• **Job**: Pick out every row below that contains the string "dark" and copy each of those rows. Matches must have the same capitalization.

• **Task data**:
^^^^^^^^^^^^^^^^

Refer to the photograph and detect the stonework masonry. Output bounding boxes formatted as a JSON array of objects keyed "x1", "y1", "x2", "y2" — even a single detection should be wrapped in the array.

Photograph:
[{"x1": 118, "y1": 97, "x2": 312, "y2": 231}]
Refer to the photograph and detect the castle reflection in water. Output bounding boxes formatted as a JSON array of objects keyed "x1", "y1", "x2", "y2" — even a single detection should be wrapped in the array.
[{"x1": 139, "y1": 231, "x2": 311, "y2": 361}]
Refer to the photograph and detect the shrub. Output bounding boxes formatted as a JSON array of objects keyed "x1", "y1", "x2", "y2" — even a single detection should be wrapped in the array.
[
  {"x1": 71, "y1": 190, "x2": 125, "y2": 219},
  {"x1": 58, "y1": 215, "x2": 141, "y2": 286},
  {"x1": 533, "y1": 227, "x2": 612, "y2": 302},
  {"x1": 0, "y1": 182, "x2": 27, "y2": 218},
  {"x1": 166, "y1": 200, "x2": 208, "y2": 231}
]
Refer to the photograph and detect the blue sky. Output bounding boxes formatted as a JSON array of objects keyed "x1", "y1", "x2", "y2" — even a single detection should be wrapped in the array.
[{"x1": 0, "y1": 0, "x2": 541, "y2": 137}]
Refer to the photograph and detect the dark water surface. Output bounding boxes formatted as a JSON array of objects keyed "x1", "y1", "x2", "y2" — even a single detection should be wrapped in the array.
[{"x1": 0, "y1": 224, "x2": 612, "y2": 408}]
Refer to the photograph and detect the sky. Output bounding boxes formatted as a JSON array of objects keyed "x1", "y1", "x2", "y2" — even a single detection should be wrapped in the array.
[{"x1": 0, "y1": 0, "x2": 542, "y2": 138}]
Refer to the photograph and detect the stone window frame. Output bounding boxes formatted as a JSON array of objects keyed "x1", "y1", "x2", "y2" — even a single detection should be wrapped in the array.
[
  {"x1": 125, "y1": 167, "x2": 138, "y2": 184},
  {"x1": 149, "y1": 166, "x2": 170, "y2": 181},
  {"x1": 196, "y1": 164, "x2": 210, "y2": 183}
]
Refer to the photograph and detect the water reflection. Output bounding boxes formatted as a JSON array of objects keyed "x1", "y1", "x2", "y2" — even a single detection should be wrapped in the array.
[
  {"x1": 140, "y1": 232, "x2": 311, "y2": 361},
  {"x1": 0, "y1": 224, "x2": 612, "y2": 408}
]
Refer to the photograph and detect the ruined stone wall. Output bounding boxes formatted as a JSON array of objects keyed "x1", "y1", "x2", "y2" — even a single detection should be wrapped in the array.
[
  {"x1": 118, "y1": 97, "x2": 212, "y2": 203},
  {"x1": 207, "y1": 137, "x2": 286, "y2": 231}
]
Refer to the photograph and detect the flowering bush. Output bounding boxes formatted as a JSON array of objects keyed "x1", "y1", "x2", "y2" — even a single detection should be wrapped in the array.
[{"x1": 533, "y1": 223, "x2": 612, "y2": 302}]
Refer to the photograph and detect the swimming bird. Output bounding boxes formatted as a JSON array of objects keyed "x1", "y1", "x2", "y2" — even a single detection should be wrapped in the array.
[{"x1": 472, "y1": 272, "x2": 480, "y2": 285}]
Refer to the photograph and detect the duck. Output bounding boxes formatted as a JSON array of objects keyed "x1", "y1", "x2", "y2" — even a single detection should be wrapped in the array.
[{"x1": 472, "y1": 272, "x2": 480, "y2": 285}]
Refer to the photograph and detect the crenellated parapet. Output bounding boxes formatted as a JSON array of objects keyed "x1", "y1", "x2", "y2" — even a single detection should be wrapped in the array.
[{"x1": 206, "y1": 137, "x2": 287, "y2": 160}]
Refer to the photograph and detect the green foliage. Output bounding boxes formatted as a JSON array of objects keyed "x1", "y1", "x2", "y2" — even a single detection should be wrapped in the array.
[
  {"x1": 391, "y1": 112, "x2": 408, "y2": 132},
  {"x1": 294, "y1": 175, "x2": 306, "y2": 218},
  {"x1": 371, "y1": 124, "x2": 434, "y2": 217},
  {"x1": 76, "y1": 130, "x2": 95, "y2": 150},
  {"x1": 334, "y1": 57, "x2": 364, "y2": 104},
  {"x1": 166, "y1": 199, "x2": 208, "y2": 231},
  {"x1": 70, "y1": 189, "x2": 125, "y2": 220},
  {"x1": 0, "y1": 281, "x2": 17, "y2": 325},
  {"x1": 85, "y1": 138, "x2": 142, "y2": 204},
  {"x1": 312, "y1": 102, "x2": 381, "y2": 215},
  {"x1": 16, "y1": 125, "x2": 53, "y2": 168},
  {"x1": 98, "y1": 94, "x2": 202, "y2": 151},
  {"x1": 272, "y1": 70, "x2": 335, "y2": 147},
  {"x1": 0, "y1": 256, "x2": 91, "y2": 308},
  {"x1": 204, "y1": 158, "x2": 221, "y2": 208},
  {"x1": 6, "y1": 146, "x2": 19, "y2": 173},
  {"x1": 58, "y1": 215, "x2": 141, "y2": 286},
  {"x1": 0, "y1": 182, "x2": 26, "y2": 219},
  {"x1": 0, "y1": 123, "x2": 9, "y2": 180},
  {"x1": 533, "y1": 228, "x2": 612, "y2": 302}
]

^^^^^^^^^^^^^^^^

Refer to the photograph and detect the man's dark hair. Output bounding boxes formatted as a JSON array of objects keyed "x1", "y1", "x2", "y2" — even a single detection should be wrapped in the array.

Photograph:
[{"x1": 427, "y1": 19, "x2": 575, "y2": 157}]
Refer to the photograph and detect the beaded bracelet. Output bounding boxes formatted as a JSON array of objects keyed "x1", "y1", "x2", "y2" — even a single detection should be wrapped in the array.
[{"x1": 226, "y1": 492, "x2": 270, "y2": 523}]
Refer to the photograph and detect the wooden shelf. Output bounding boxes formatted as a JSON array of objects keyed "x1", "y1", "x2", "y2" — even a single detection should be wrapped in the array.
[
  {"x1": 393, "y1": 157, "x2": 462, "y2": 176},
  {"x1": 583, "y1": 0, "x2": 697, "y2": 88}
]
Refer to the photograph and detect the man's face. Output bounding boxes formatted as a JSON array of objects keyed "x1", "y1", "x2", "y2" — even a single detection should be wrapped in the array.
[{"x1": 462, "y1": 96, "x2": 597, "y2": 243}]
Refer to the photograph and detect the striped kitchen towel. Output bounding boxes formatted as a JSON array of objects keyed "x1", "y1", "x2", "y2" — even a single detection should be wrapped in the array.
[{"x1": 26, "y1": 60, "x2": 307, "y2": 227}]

^^^^^^^^^^^^^^^^

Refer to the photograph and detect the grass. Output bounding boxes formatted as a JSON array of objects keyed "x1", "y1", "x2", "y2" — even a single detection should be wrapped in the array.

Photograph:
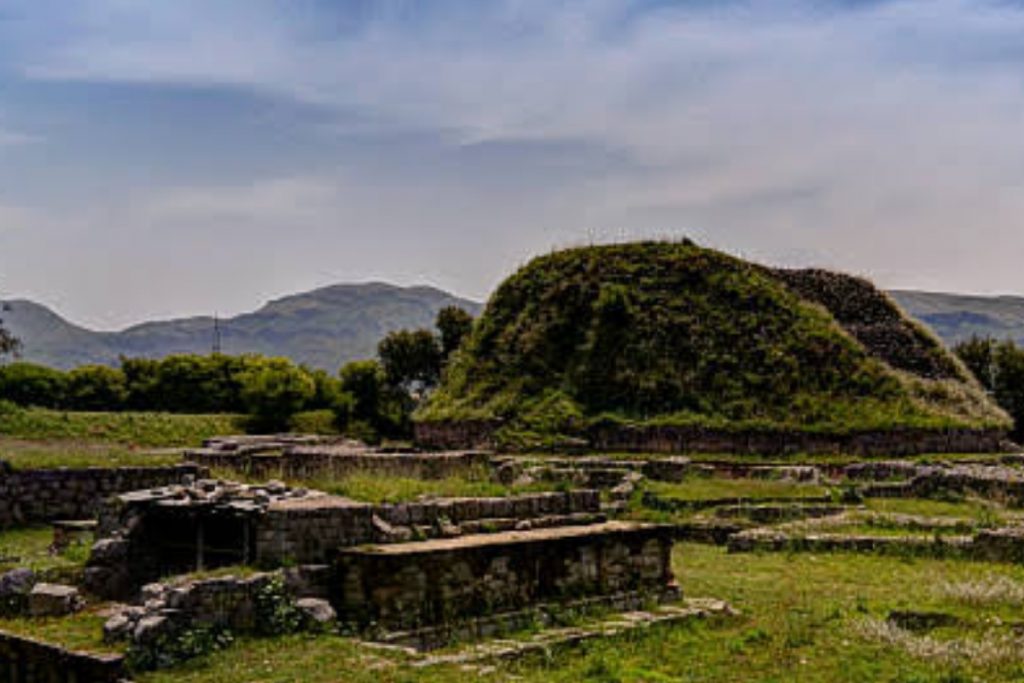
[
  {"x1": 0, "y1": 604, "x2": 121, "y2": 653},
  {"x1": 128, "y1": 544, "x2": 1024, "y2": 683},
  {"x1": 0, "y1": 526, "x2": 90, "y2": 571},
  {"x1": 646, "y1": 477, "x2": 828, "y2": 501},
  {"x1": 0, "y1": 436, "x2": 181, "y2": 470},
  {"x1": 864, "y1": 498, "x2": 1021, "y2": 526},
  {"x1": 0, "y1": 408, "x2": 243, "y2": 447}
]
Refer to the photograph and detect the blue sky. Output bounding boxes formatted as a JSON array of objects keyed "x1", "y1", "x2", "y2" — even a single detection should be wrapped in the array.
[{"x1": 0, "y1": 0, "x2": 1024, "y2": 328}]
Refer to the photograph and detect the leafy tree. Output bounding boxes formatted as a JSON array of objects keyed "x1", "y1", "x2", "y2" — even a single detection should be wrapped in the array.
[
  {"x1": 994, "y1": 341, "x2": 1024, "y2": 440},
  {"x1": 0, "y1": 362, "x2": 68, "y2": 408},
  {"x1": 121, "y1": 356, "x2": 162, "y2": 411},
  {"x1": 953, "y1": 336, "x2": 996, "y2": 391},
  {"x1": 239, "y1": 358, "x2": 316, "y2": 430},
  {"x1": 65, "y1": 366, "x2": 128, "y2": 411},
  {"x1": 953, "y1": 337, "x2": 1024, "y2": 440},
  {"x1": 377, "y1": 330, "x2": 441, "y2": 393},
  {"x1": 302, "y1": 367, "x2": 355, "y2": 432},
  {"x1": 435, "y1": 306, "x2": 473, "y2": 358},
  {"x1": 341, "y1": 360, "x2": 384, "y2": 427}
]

^^^^^^^^^^^^^^^^

• **Answer to the exercise**:
Refer to the photograph and detect the dark water surface. Output bounding boxes formatted as a JSON array of objects keyed "x1", "y1", "x2", "y2" — even a single detection should be wrapped in the array.
Refer to the photograph and detect the man's dark hair. Output bounding boxes formatted as a JSON array of objects keyed "x1", "y1", "x2", "y2" — even a single detection should be wrapped in the array.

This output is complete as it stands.